### What you have to do
Scan the entries for the word "positive". Every line that has it should be copied.

"""

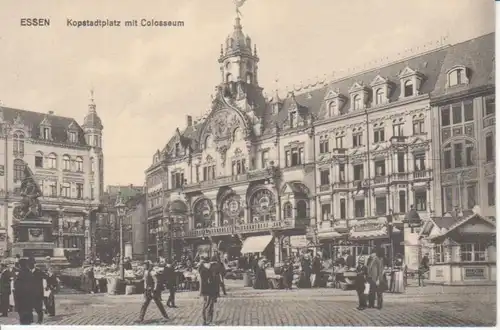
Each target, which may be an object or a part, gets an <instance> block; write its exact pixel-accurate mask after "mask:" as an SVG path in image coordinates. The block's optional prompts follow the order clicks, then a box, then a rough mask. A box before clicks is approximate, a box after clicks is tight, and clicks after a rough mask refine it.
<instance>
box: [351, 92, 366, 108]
mask: <svg viewBox="0 0 500 330" xmlns="http://www.w3.org/2000/svg"><path fill="white" fill-rule="evenodd" d="M352 101H353V109H354V110H360V109H362V108H363V104H362V102H361V96H359V95H354V97H353V100H352Z"/></svg>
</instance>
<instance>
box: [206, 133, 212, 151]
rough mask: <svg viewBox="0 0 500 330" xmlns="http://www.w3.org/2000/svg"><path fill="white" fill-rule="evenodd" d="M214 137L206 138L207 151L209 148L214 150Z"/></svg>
mask: <svg viewBox="0 0 500 330" xmlns="http://www.w3.org/2000/svg"><path fill="white" fill-rule="evenodd" d="M212 144H213V142H212V136H211V135H209V136H207V137H206V138H205V149H209V148H212Z"/></svg>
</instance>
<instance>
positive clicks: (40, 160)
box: [35, 156, 43, 168]
mask: <svg viewBox="0 0 500 330" xmlns="http://www.w3.org/2000/svg"><path fill="white" fill-rule="evenodd" d="M35 167H38V168H42V167H43V157H42V156H35Z"/></svg>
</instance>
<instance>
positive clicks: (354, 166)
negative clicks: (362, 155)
mask: <svg viewBox="0 0 500 330" xmlns="http://www.w3.org/2000/svg"><path fill="white" fill-rule="evenodd" d="M352 168H353V170H354V180H355V181H357V180H363V179H364V176H363V164H358V165H353V167H352Z"/></svg>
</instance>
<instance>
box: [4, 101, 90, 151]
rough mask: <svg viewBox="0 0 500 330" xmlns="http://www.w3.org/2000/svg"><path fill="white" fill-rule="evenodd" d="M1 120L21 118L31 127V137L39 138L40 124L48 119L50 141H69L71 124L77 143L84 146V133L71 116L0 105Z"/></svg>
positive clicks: (27, 125)
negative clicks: (50, 133) (2, 118)
mask: <svg viewBox="0 0 500 330" xmlns="http://www.w3.org/2000/svg"><path fill="white" fill-rule="evenodd" d="M0 112H1V113H2V116H3V120H4V121H7V122H10V123H13V122H15V121H16V120H19V119H20V120H21V122H23V123H24V124H25V125H27V126H29V127H31V138H33V139H41V132H40V129H39V128H40V124H41V123H42V122H43V121H44V120H45V119H47V120H49V121H50V128H51V135H52V141H54V142H59V143H69V142H70V141H69V137H68V133H67V132H68V128H69V127H70V125H71V124H73V127H72V128H73V129H75V130H77V132H78V138H79V140H78V145H81V146H86V145H87V143H86V141H85V135H84V132H83V129H82V128H81V127H80V126H79V125H78V124H76V122H75V120H74V119H73V118H69V117H62V116H56V115H54V114H50V115H48V114H46V113H41V112H34V111H28V110H21V109H14V108H8V107H5V106H1V107H0Z"/></svg>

"""

### Task result
positive clicks: (40, 160)
positive clicks: (354, 166)
positive clicks: (27, 125)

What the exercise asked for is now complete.